_The exercise_. Lay out every line of the material below as a numbered list, leaving out blank lines. Don't include the pictures in your answer.

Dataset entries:

<<<<

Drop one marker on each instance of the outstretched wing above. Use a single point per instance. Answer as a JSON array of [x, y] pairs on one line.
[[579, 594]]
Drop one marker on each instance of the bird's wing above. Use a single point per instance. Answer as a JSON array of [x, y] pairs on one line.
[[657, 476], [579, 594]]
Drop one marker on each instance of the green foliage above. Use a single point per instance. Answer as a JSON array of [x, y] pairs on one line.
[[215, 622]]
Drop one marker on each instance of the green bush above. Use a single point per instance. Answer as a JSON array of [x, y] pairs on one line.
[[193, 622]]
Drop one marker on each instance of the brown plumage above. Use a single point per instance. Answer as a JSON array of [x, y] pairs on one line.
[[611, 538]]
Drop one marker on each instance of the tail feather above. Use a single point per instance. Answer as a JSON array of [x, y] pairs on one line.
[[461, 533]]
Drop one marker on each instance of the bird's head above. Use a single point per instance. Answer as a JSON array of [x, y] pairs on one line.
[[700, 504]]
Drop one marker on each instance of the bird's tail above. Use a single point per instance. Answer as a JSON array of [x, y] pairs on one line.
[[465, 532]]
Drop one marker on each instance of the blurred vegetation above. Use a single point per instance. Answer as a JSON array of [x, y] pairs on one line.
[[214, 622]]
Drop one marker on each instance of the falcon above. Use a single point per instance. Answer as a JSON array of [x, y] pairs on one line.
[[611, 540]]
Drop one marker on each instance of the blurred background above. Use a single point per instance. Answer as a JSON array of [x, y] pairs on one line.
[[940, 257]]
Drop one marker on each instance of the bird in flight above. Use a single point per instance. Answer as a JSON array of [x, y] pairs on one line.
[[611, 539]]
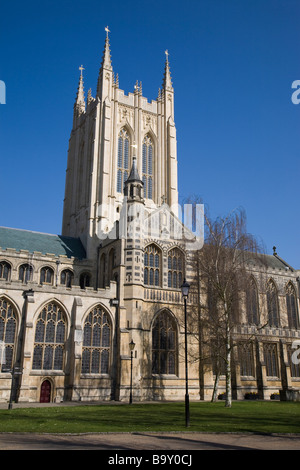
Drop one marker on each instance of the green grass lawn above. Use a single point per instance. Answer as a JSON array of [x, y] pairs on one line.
[[260, 417]]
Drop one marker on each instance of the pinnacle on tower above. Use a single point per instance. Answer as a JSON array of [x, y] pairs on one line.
[[105, 66], [80, 101], [106, 60], [167, 81]]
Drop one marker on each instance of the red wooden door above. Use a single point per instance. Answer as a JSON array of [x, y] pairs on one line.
[[45, 392]]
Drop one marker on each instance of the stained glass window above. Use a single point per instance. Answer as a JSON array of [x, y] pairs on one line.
[[252, 303], [47, 275], [291, 306], [147, 167], [123, 159], [96, 342], [175, 268], [50, 336], [272, 304], [66, 278], [246, 358], [4, 271], [164, 344], [25, 273], [271, 359], [152, 266], [8, 331]]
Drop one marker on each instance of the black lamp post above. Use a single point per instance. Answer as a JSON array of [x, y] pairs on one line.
[[185, 292], [131, 346]]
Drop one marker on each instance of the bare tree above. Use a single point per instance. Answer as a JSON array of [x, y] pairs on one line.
[[223, 266]]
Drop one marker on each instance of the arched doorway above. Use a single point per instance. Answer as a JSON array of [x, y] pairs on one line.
[[45, 396]]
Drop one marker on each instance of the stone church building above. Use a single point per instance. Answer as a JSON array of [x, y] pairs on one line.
[[71, 304]]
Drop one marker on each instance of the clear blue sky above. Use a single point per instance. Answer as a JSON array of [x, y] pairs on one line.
[[232, 64]]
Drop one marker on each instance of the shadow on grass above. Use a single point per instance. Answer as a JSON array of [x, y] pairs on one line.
[[248, 417]]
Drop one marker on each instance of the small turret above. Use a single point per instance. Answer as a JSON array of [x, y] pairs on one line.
[[134, 186], [79, 106]]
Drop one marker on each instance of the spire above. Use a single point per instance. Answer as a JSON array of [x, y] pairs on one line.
[[134, 174], [106, 60], [104, 86], [167, 82], [134, 186], [80, 101]]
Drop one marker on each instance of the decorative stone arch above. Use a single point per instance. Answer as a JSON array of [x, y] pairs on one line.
[[4, 262], [46, 281], [122, 172], [291, 305], [252, 301], [71, 275], [176, 264], [50, 336], [46, 392], [10, 317], [164, 343], [25, 276], [153, 265], [97, 345], [272, 303]]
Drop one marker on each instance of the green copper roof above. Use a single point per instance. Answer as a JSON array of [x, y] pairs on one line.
[[41, 242]]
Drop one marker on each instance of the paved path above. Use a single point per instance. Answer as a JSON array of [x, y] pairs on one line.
[[147, 441]]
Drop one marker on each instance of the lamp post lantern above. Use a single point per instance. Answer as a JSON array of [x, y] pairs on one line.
[[131, 347], [185, 292]]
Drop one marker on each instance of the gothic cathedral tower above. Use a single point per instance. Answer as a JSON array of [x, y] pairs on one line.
[[108, 131]]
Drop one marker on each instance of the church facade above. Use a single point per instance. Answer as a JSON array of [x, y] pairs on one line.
[[70, 305]]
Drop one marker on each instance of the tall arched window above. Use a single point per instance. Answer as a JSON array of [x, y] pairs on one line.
[[84, 280], [252, 303], [50, 337], [66, 278], [25, 273], [47, 275], [164, 344], [271, 359], [291, 306], [147, 167], [175, 268], [8, 331], [4, 270], [123, 159], [272, 304], [152, 266], [96, 342]]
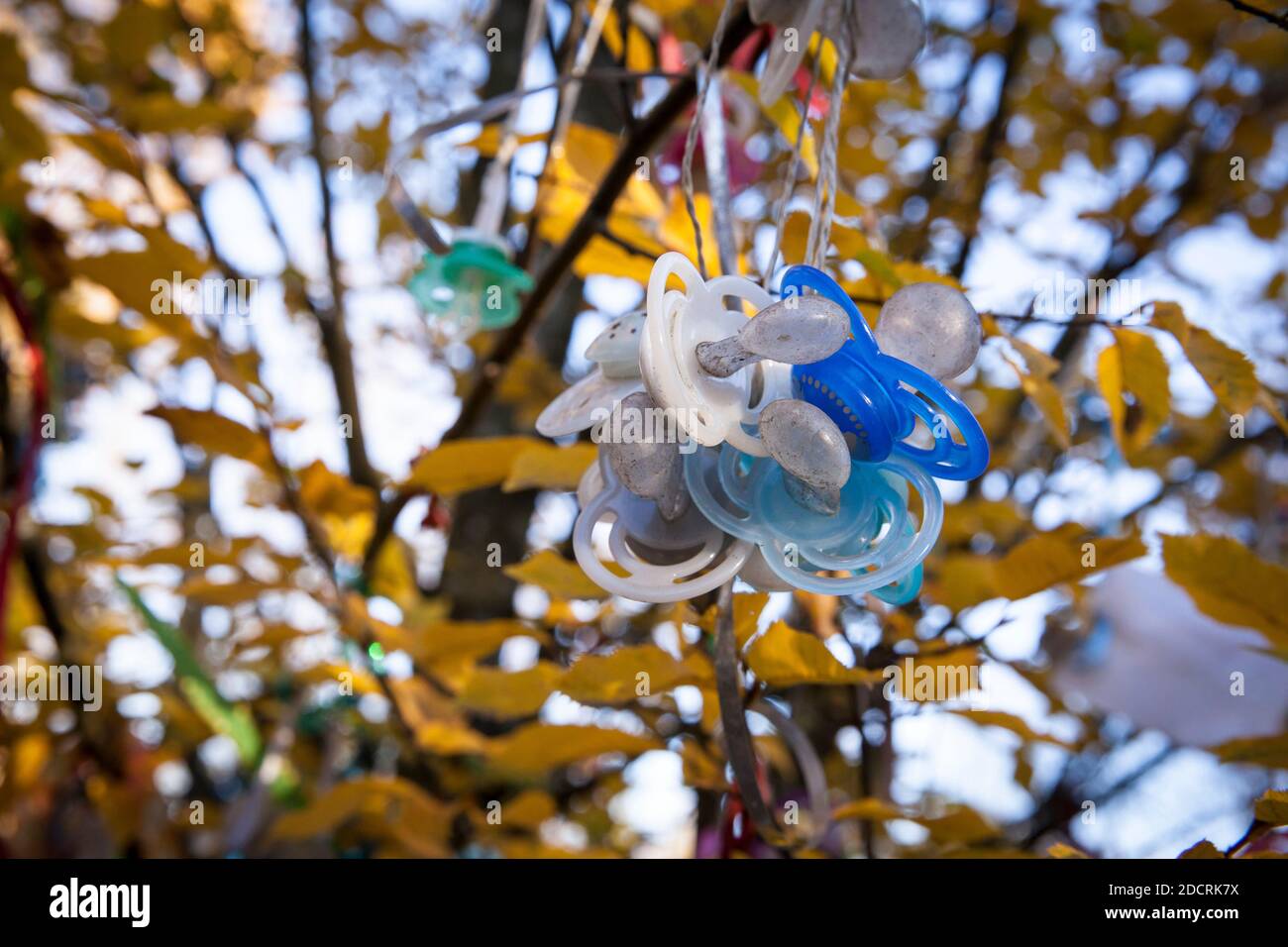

>>>>

_Right answer_.
1. Drop one marker on each instance of the outstretched wing above. Use a single point per instance. Answer as a JSON array of [x, y] pairs on one line.
2. [[579, 594]]
3. Drop one marker on each instance of the bird's wing above. Use a single point per instance. Answer as a JSON array of [x, y] pairs on one line.
4. [[657, 476], [579, 594]]
5. Drop one marker on each instance of the green foliage above. Use a single point per instance. Answer as a JSON array of [x, y] pairs on one line.
6. [[215, 622]]
7. Drop one marker on each instance of the green bush above. Use a single point per instance. Answer as a JSON array of [x, y] pairs on one line.
8. [[193, 622]]
9. Drop one marker on each instance of the brown plumage above. Use a single point per instance. Answer as a JSON array of [x, y] pairs on one line.
10. [[611, 538]]
11. Drop one marker on each instance of the tail feather above. Use a single point per instance. Answer as a JSON array of [x, y] pairs on one line.
12. [[461, 533]]
13. Drop one marker on each instance of the bird's head above. Use a single point per instance. Answer as a JSON array of [x, y] pairs on one line.
14. [[700, 504]]
15. Drop one marker on each instance of the bird's tail above. Use a single point per instance. Answer as a JSON array of [x, y] pairs on one line.
16. [[465, 532]]
17. Drop one marker on each instance of the blurred vegetation above. Use a single point per instance. Answer as a JSON array of [x, y] pairs on one line.
18. [[214, 622]]
19. Drop one marker on each instance of the falcon above. Use a single point per instance. Answer as a JSON array of [x, y] pairs on one line.
20. [[611, 540]]
21. Drop one marker on each instance of the blurred background above. Use a single point per instance. Answer as a JSON array of [x, y] pairs on one line.
22. [[940, 257]]
23. Drop one marker on each instance of the bird in flight above. Use a single point per instance. Answer as a JSON array of [x, y] pairs on one line.
24. [[611, 539]]
25. Drop one marker on each instance of the green grass lawn above. Use a single point per instance. Answer as a JSON array of [x, y] pairs on one line.
26. [[260, 417]]
27. Drop one marker on each instance of the pinnacle on tower above. Use a single point per instance. Answer as a JSON array of [x, y] pairs on one line.
28. [[105, 66], [80, 101], [106, 60], [167, 81]]
29. Drop one marker on each instance of the red wooden door above. Use a single point per instance. Answer as a JSON array of [x, y] pairs on one line.
30. [[45, 392]]
31. Drop one marker on each instance of the stained glass window above. Use a single point per instance. Answer as a JSON array of [x, y] pairs on one line.
32. [[252, 303], [47, 275], [291, 306], [147, 167], [123, 159], [96, 342], [175, 268], [50, 336], [272, 304], [66, 278], [246, 358], [4, 271], [164, 344], [25, 273], [271, 359], [152, 266], [8, 331]]
33. Drop one marker on each instance of the black lamp post above. Use a single point per instance. Answer as a JSON array of [x, y] pairs on one line.
34. [[185, 292], [131, 346]]
35. Drop one marker on each instance of the bare tree above. Use a single point per instance. Answer as a JSON array of [x, y] pairs on one line.
36. [[223, 266]]
37. Drop one marker on each instance of the arched doorway above. Use a single point per instance. Answer as a JSON array of [x, y] pairs on one line.
38. [[45, 396]]
39. Drop one marker on each instance of the stone church building above. Use a single point per instance. Answer as a JSON array of [x, y] pairs on one line.
40. [[71, 304]]
41. Drop one marker on each instance of the clear blue sky above. Use a single point per instance. Answer as a JSON array of [x, y] pairs on one line.
42. [[232, 64]]
43. Drop one marker on each instance of the shadow on grass above. Use a single point per instance. Answer as a JSON array of [x, y] pairs on one line.
44. [[248, 417]]
45. Drop one marker on each instance of the small turret above. Use a single point per instance. Answer as a JSON array of [x, y] pairs on one line.
46. [[134, 186], [79, 106]]
47. Drop one marker on each instance of the spire above. Use a single point per instance. Answer as a JSON array of [x, y] pairs on one line.
48. [[134, 174], [106, 60], [104, 86], [167, 82], [134, 186], [80, 101]]
49. Drop one marker on each instance of the decorative stone arch above. Use a single point per instance. Answer as a JSON array of [x, y] pairs on one line.
50. [[4, 262], [46, 281], [122, 172], [291, 305], [252, 301], [71, 275], [176, 264], [50, 336], [46, 392], [10, 317], [164, 343], [25, 276], [153, 265], [97, 345], [272, 303]]
51. Drop one marker on each instance of the green copper roof above. Use a single point per instance. Answer as a JSON array of [x, y] pairs on one line.
52. [[41, 242]]
53. Drop one marker on each instance of the paved path above. Use a single point per instance. Answer as a JSON array of [x, y] pairs on one line.
54. [[147, 441]]
55. Drop one marker on each instance of the lamp post lantern above. Use a single point per instance. Answer as a JSON array of [x, y] pairs on one line.
56. [[131, 347], [185, 292]]
57. Drop one marker on each instance of the gothic cathedral tower above. Use a single point per instance. Answer as a JSON array of [x, y] pairs on one line.
58. [[108, 131]]
59. Drop one marker on each instance of the church facade above. Use a single point per instance. Answer as a JSON array of [x, y] pairs on one line.
60. [[70, 305]]
61. Drop one marker on each instance of the tall arched window above. Use a single point per instance. Answer as a JSON array of [x, y] pairs on one line.
62. [[84, 280], [252, 303], [50, 337], [66, 278], [25, 273], [47, 275], [164, 344], [271, 359], [291, 306], [147, 167], [175, 268], [8, 331], [4, 270], [123, 159], [272, 304], [152, 266], [96, 342]]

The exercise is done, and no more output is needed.